▶ **Entries for location identification**
********************
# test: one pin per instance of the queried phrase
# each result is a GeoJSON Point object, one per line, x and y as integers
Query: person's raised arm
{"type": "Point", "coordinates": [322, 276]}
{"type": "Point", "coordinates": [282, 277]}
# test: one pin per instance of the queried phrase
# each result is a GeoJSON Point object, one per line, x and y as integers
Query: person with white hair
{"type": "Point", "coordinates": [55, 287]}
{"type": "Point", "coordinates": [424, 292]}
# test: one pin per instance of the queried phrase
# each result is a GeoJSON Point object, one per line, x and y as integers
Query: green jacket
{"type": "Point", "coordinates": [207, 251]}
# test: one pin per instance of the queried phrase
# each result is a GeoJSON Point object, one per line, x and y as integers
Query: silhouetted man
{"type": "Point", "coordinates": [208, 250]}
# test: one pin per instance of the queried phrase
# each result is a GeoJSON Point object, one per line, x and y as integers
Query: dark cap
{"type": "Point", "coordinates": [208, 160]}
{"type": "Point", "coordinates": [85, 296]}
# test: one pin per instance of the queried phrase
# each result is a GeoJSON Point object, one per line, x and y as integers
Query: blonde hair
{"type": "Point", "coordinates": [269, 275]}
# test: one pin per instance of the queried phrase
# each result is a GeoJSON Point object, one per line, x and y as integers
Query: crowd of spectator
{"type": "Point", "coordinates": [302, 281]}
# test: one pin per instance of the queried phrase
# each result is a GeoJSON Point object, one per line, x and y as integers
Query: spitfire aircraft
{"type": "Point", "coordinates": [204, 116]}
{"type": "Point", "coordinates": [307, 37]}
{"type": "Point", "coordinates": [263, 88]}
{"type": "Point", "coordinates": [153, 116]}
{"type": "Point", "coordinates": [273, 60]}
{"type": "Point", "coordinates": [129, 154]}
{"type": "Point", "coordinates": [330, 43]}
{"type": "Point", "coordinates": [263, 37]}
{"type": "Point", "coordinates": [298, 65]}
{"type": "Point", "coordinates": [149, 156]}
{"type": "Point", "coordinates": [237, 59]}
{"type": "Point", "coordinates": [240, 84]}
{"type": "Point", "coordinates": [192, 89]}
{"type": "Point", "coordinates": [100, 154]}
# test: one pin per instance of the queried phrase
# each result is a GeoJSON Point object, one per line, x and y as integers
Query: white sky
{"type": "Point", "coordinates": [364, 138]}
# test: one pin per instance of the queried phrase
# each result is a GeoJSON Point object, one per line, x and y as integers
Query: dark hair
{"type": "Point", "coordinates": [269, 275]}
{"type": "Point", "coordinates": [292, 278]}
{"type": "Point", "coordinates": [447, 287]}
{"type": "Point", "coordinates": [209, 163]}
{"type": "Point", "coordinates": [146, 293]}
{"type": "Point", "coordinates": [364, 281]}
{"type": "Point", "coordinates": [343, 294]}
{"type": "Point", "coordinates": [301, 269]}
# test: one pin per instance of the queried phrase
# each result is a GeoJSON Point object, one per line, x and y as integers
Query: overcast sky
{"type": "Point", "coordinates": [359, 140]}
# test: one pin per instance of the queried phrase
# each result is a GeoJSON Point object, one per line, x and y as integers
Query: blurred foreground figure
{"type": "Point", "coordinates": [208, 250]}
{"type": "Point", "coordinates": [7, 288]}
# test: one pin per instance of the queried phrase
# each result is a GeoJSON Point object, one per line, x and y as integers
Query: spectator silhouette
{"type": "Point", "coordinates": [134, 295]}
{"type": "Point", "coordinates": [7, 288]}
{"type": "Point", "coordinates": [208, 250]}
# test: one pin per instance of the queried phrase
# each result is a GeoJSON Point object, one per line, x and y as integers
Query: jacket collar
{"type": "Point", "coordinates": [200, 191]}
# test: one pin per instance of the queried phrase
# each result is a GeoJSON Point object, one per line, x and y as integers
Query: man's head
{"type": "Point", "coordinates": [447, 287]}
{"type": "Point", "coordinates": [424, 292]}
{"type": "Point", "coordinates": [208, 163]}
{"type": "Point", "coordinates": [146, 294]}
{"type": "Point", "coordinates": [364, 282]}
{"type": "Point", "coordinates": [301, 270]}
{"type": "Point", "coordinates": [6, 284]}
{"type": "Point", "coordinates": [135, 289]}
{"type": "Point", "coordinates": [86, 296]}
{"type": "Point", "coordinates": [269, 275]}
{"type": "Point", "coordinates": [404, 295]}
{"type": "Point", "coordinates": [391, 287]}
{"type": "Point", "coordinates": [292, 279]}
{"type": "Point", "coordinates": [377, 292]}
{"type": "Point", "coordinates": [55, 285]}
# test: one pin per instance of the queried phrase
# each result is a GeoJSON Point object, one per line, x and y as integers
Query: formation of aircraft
********************
▶ **WRITTEN PROBLEM**
Find every line in the entries above that contains the word "jacket", matching case exactly, and copy each of those lines.

▶ **RESPONSE TO THE EXERCISE**
Query: green jacket
Query: jacket collar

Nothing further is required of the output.